** START **

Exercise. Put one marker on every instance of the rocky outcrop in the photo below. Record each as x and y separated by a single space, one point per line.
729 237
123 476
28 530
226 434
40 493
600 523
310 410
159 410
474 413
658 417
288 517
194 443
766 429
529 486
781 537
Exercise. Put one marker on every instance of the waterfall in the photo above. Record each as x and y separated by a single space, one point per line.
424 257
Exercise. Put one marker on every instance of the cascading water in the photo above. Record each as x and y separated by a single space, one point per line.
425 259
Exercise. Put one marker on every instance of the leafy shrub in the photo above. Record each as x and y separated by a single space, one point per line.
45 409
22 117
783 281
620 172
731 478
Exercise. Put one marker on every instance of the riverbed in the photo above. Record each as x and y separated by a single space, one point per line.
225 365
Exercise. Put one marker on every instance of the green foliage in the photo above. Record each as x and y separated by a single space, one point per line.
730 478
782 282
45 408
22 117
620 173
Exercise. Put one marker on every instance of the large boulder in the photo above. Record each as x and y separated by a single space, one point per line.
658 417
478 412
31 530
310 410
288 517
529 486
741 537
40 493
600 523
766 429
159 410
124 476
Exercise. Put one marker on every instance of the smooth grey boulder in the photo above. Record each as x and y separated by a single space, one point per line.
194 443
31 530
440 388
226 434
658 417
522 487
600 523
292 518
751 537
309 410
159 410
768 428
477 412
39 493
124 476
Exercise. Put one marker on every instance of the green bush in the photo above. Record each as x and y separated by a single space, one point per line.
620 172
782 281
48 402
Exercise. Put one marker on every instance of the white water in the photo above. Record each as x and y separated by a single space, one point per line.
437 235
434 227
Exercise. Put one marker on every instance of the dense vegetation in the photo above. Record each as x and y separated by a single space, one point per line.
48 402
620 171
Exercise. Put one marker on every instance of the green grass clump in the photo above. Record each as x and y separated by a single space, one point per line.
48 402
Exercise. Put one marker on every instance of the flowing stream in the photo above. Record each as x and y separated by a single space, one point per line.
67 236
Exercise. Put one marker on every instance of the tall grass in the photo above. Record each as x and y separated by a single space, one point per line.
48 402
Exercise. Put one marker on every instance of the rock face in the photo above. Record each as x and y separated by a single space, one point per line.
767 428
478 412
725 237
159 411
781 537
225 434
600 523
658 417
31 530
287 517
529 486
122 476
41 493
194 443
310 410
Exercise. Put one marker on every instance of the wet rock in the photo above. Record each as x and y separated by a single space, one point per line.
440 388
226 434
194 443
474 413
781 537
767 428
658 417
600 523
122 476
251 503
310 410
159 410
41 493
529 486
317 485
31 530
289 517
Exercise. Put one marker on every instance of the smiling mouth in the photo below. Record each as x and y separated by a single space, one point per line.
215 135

** END **

Directive: Return every record above exactly as it appears.

Written answer:
Exercise. Put one marker on every instance of the rocky outcrop in the photo below. Record each as x and y separated by a single space, one point per line.
729 237
123 476
28 530
226 434
40 493
600 523
310 410
159 410
474 413
658 417
288 517
194 443
766 429
529 486
781 537
Exercise. Put one marker on every instance of the waterfall in the photo above. Record each as x and y separated by a single space, one point per line.
424 257
Exercise. Put one marker on every instance of the cascading water in the photo above. Record each as x and y separated by a single space, one point per line.
425 259
Exercise. Put one marker on every instance of the leafy shrub in the photo above. Record each as x and y separated by a single space, one point per line.
45 409
22 117
783 281
620 172
731 478
Exercise. Put one marker on every instance of the riverbed in the photo above. Record each as x and y separated by a single space, one point per line.
225 365
Exercise. Put one marker on every instance of the green foliage in the photo above. Record each as x and y separated by a single space, one point per line.
730 478
782 282
45 408
22 117
620 173
Exercise. Put one marker on every instance of the large boulder in the photo above. Record each as x and y separated by a single space, one point per line.
658 417
478 412
31 530
310 410
288 517
529 486
741 537
40 493
600 523
766 429
159 410
124 476
Exercise. Put one marker on every instance of the smooth grey boulder in the photo above. Record each as x and y separated by a single space, one point per line.
194 443
31 530
440 388
226 434
658 417
522 487
600 523
292 518
751 537
309 410
159 410
768 428
477 412
39 493
124 476
Exercise. Put one marker on every instance of the green bush in the photo above. Record each as x and y separated by a single space, one point per line.
620 172
782 281
48 402
Exercise. Put one marker on every instance of the white water in the photo above. Record each as x and y separated by a single space, one point per line.
437 235
434 227
Exercise. Put one marker on every instance of the dense vegetation in the photo above. Record each as x and y separated by a single space, one point per line.
48 402
620 171
Exercise. Put one marker on every instance of the green grass clump in the photo above. Record each as x and y separated by a single space, one point per line.
48 402
Exercise. Put one marker on every instance of the flowing stream in the photo above. Record each as x and y separated by a single space, one point per line.
67 236
Exercise. Put one marker on every instance of the tall grass in the photo above. Record each as x and y separated by a single space, one point per line.
48 402
Exercise. Put one marker on every instance of the rock face in the photo above. Record each as x and y separated by a single space, one point per line.
767 428
478 412
725 237
159 411
781 537
225 434
600 523
658 417
31 530
287 517
529 486
122 476
41 493
194 443
310 410
Exercise. Put one marker on every instance of the wet rock in the photo above. Record each as x and y separated by a single space, one point per line.
440 388
226 434
194 443
474 413
781 537
767 428
658 417
600 523
122 476
251 503
310 410
159 410
41 493
529 486
317 485
31 530
289 517
Exercise. Put one marker on every instance of the smiling mouth in the photo below. Record each as x and y separated by a single space, one point per line.
215 135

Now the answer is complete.